» YOUR GOAL: Return the run of lines below that opens with the line containing "like point(267, 65)" and closes with the line containing "like point(454, 271)", keeping each one exact.

Point localization data

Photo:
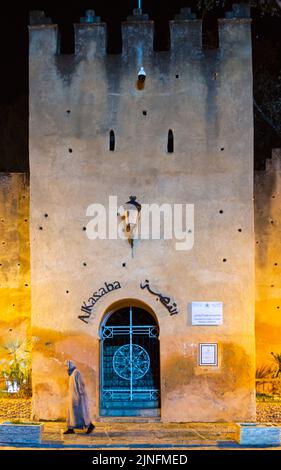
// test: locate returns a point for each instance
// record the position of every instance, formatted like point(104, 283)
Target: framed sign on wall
point(208, 354)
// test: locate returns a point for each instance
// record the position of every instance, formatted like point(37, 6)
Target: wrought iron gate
point(130, 365)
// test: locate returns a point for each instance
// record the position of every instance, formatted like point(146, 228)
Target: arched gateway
point(130, 375)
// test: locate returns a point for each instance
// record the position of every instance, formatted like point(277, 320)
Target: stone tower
point(183, 136)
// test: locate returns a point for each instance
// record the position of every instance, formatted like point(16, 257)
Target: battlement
point(138, 33)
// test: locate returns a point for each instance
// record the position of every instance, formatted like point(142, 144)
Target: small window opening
point(111, 141)
point(170, 145)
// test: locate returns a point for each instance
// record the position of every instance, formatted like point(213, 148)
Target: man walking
point(78, 411)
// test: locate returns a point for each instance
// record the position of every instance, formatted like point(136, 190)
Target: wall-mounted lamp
point(131, 216)
point(141, 75)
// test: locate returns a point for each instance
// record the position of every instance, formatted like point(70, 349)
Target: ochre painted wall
point(74, 102)
point(268, 259)
point(14, 262)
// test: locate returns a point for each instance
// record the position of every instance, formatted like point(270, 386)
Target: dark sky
point(14, 61)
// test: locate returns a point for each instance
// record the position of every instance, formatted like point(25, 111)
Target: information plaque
point(206, 313)
point(208, 354)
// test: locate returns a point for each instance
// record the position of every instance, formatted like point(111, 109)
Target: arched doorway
point(130, 366)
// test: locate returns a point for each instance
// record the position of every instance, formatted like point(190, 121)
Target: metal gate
point(130, 379)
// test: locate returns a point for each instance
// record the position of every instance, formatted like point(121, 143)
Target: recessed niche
point(111, 140)
point(170, 142)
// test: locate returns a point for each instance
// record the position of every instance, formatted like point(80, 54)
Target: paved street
point(124, 435)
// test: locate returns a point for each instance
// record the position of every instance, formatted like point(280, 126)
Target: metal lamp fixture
point(132, 210)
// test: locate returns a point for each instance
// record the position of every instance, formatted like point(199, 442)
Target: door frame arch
point(147, 406)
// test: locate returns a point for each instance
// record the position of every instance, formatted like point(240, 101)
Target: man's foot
point(91, 427)
point(69, 431)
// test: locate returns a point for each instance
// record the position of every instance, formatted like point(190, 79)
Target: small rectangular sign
point(206, 313)
point(208, 354)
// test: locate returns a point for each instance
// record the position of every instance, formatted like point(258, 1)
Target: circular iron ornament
point(126, 363)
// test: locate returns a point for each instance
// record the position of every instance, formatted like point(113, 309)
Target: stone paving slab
point(116, 435)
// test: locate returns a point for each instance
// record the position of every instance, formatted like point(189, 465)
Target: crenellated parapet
point(138, 33)
point(186, 32)
point(235, 29)
point(90, 36)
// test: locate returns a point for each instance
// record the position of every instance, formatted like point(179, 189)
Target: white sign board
point(208, 354)
point(206, 313)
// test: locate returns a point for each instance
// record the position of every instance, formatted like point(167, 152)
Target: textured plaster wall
point(14, 261)
point(74, 102)
point(268, 260)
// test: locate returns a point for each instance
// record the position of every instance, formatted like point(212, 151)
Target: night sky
point(14, 61)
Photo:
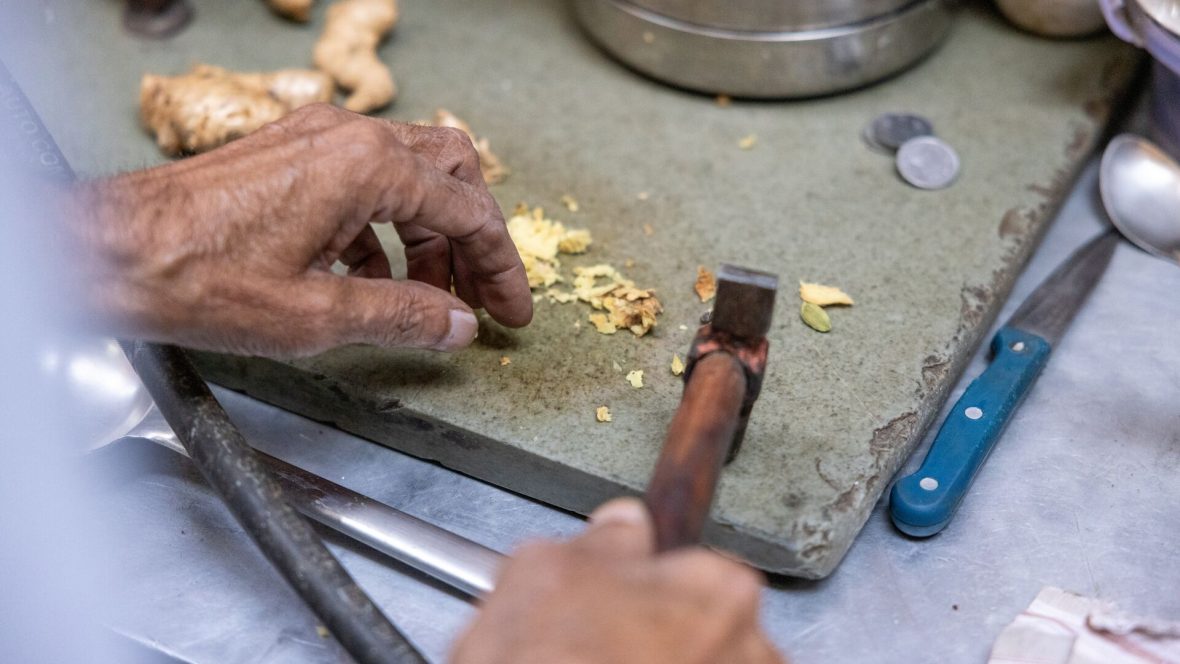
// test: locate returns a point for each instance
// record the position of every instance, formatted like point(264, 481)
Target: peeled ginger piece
point(823, 295)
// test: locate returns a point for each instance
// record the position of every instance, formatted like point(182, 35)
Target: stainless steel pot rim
point(764, 65)
point(815, 34)
point(772, 15)
point(1166, 13)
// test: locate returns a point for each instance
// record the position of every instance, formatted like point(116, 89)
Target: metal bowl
point(767, 15)
point(765, 64)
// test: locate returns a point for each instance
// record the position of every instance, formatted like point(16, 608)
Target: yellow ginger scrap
point(627, 307)
point(823, 295)
point(210, 106)
point(490, 165)
point(635, 377)
point(347, 51)
point(706, 286)
point(602, 323)
point(677, 366)
point(616, 302)
point(294, 10)
point(539, 240)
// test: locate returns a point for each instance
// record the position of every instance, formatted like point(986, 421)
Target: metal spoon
point(1140, 189)
point(110, 405)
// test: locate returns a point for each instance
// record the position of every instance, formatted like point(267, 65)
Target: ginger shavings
point(616, 301)
point(635, 377)
point(539, 240)
point(677, 366)
point(706, 286)
point(602, 414)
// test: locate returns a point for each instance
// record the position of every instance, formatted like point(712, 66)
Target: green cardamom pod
point(815, 317)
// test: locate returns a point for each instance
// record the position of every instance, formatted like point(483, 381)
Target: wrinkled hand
point(604, 598)
point(231, 250)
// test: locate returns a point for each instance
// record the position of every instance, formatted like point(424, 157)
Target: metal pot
point(769, 15)
point(1154, 25)
point(778, 61)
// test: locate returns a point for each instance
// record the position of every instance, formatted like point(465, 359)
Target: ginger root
point(210, 106)
point(347, 51)
point(294, 10)
point(490, 165)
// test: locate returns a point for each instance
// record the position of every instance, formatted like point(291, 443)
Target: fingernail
point(463, 330)
point(629, 511)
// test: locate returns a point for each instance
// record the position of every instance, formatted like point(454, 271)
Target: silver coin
point(928, 163)
point(892, 130)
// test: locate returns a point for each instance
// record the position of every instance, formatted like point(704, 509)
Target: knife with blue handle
point(924, 503)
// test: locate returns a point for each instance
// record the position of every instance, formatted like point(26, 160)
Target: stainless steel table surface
point(1083, 492)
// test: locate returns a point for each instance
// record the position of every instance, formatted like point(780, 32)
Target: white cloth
point(1062, 628)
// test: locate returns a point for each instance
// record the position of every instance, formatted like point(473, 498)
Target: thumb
point(620, 528)
point(399, 314)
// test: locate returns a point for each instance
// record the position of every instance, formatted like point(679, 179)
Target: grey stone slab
point(839, 413)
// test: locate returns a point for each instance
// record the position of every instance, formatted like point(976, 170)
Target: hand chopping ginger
point(233, 250)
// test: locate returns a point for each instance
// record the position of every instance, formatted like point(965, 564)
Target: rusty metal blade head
point(745, 303)
point(1049, 310)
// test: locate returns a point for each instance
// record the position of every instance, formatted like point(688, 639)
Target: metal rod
point(458, 561)
point(218, 449)
point(680, 494)
point(257, 501)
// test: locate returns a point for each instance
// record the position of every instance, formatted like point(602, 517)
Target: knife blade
point(923, 504)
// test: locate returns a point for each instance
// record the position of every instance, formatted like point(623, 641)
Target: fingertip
point(463, 330)
point(623, 511)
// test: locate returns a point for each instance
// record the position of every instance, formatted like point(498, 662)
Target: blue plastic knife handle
point(923, 504)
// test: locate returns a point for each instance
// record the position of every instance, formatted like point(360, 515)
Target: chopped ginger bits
point(635, 377)
point(625, 307)
point(823, 295)
point(677, 366)
point(616, 301)
point(539, 241)
point(706, 286)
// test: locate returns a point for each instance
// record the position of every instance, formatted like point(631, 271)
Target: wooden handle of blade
point(680, 494)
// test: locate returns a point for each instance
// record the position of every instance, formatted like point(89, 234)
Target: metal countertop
point(1082, 492)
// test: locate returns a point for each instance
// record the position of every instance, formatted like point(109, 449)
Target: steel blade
point(1048, 311)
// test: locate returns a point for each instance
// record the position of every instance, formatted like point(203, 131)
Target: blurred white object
point(1062, 628)
point(1054, 18)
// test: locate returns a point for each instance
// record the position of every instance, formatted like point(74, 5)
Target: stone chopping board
point(839, 413)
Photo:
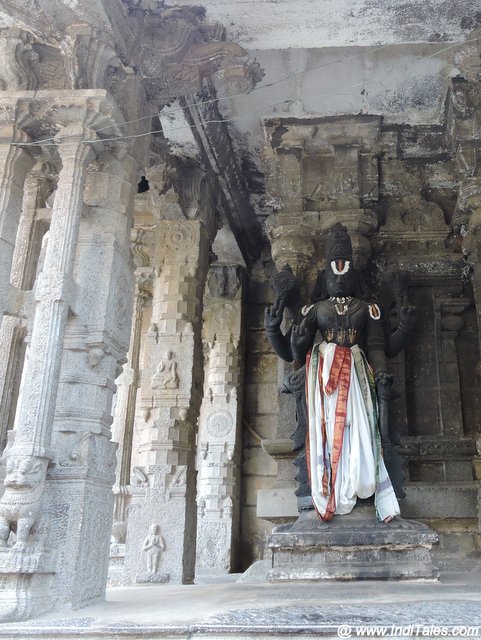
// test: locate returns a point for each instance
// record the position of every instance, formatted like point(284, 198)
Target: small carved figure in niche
point(344, 411)
point(165, 376)
point(21, 502)
point(152, 547)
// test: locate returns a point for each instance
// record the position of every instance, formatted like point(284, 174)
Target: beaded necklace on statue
point(341, 305)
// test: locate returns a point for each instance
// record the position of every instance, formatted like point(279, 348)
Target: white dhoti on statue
point(344, 452)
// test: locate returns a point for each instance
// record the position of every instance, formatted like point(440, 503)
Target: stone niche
point(396, 189)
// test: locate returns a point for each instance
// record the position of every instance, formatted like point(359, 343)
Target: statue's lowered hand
point(300, 340)
point(273, 316)
point(408, 315)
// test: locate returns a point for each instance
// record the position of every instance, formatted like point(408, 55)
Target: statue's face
point(340, 279)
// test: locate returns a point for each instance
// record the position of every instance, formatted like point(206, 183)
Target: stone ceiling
point(320, 57)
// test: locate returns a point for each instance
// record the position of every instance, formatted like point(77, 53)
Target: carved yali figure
point(152, 547)
point(20, 504)
point(341, 340)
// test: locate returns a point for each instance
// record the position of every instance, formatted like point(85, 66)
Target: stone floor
point(450, 607)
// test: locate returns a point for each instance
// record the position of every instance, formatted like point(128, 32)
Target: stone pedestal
point(351, 547)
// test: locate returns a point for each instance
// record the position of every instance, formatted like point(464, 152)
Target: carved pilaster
point(94, 349)
point(31, 452)
point(14, 165)
point(450, 322)
point(62, 407)
point(53, 295)
point(125, 407)
point(37, 187)
point(170, 398)
point(218, 454)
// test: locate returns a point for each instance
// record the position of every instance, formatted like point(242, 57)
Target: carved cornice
point(41, 115)
point(18, 60)
point(224, 175)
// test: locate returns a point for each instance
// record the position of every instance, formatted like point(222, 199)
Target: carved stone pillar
point(450, 310)
point(95, 347)
point(14, 164)
point(218, 454)
point(128, 385)
point(37, 187)
point(171, 391)
point(28, 567)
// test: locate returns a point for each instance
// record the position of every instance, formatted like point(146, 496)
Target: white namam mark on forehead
point(345, 267)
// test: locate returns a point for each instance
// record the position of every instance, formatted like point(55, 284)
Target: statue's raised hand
point(273, 316)
point(407, 315)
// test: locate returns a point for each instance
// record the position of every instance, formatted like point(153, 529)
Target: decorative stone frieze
point(322, 172)
point(179, 50)
point(218, 454)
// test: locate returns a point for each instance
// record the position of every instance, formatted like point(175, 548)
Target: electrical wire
point(51, 141)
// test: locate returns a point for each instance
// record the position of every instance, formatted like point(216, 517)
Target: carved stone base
point(351, 547)
point(157, 578)
point(25, 577)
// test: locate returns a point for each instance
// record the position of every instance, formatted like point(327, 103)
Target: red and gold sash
point(339, 378)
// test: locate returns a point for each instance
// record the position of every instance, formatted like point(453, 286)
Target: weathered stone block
point(351, 547)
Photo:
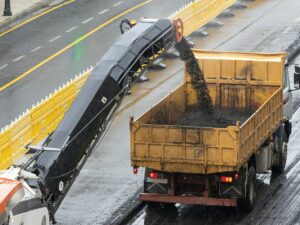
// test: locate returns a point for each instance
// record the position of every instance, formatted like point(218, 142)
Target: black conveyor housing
point(126, 57)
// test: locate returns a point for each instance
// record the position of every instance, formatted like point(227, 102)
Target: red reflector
point(135, 170)
point(153, 175)
point(225, 179)
point(236, 177)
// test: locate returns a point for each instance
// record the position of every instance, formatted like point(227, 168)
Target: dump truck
point(190, 163)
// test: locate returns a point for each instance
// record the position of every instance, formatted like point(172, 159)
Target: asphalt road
point(106, 181)
point(53, 35)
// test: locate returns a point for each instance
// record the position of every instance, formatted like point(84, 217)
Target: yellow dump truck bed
point(246, 82)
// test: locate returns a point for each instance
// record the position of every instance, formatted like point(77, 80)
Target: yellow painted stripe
point(72, 44)
point(35, 17)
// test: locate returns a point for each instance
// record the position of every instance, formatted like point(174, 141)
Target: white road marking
point(297, 20)
point(286, 30)
point(103, 11)
point(3, 66)
point(118, 3)
point(54, 39)
point(37, 48)
point(18, 58)
point(275, 41)
point(88, 20)
point(71, 29)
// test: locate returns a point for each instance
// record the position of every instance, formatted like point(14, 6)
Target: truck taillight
point(225, 179)
point(135, 170)
point(154, 175)
point(236, 177)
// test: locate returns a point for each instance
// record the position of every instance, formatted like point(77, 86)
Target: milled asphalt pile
point(203, 113)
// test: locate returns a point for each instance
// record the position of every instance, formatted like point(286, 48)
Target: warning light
point(236, 177)
point(153, 175)
point(225, 179)
point(135, 170)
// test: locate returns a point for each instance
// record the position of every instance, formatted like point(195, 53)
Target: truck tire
point(248, 200)
point(282, 154)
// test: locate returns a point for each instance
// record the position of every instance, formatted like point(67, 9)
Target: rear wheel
point(282, 155)
point(249, 190)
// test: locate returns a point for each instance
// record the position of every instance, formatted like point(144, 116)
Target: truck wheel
point(248, 200)
point(282, 155)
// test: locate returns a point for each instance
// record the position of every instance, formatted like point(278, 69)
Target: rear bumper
point(191, 200)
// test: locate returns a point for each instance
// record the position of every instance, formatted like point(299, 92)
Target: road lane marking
point(36, 49)
point(87, 20)
point(34, 68)
point(103, 11)
point(35, 17)
point(54, 39)
point(71, 29)
point(275, 41)
point(3, 66)
point(286, 30)
point(297, 20)
point(118, 3)
point(18, 58)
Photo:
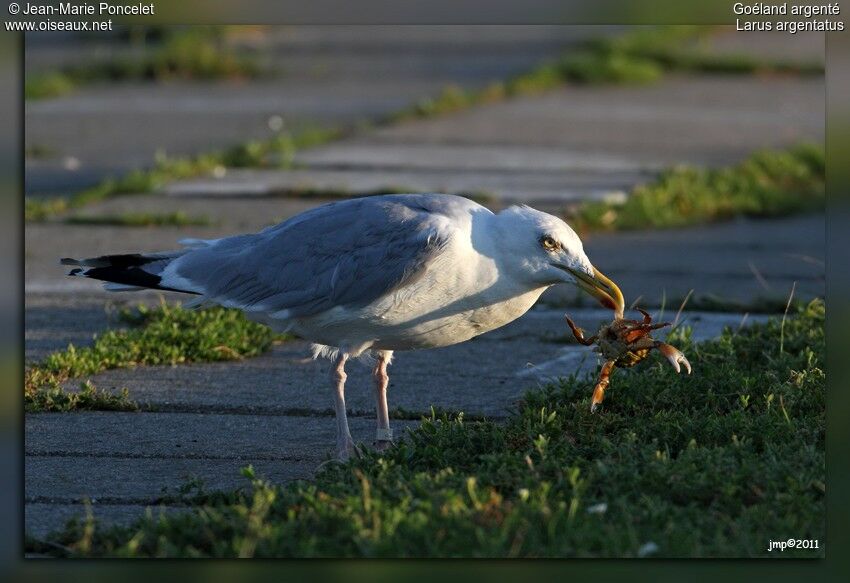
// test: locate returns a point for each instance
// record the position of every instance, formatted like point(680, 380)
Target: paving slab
point(123, 479)
point(242, 438)
point(40, 519)
point(323, 76)
point(126, 462)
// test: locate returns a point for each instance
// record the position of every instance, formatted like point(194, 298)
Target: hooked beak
point(602, 288)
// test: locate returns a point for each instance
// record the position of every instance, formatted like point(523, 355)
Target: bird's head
point(544, 250)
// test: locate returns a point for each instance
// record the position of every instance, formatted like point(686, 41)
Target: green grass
point(197, 53)
point(709, 465)
point(160, 336)
point(175, 219)
point(767, 184)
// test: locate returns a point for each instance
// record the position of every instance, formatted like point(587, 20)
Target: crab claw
point(599, 389)
point(675, 356)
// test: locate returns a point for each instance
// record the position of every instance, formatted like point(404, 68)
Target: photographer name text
point(95, 9)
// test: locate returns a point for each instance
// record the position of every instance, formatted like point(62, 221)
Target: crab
point(625, 343)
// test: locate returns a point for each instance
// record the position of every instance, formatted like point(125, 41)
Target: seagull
point(374, 275)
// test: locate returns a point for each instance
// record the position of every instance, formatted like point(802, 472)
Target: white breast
point(460, 295)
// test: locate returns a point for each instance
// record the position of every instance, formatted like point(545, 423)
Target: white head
point(543, 250)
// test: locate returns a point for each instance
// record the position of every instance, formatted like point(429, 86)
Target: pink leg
point(344, 443)
point(383, 433)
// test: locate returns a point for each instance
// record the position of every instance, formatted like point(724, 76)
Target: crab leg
point(579, 333)
point(674, 355)
point(599, 389)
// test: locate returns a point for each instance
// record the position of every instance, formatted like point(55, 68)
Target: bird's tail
point(130, 272)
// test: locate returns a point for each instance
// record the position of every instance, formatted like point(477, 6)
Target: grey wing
point(342, 254)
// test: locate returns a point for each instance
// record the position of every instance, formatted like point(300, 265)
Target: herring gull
point(374, 275)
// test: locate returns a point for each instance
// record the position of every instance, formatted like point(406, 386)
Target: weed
point(166, 335)
point(767, 184)
point(680, 466)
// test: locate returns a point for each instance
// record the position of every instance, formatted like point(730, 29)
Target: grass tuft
point(767, 184)
point(165, 335)
point(709, 465)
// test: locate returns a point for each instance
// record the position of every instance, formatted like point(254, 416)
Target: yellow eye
point(549, 243)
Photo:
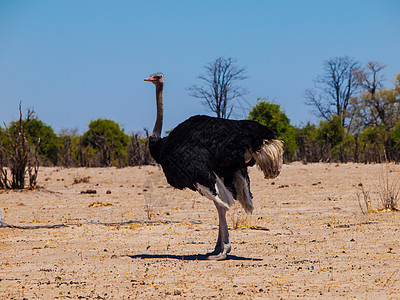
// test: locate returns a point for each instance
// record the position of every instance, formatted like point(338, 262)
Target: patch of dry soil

» ANSWER BOX:
// record the position of every instance, formatted like point(267, 65)
Target: ginger shavings
point(616, 301)
point(635, 377)
point(539, 240)
point(677, 366)
point(706, 286)
point(602, 414)
// test: locate returns a point for each instance
// record the position of every instance, formatted like point(712, 66)
Target: green cardamom pod
point(815, 317)
// test: locate returns a point for each instance
// record the position of every instance, formatted like point(483, 381)
Target: wrinkled hand
point(604, 598)
point(231, 250)
// test: locate returns a point for each instance
// record the position of every instance, formatted like point(424, 157)
Target: metal pot
point(769, 15)
point(1154, 25)
point(778, 61)
// test: locate returns a point for each instance
// record the position of every instance, formatted like point(465, 359)
Target: ginger root
point(210, 106)
point(347, 51)
point(294, 10)
point(490, 165)
// test: locate returns a point for each instance
// record the position of every instance, formatted like point(291, 443)
Target: fingernail
point(463, 330)
point(629, 511)
// test: locate returns a point for each instance
// record the position of every instance, formatted like point(454, 271)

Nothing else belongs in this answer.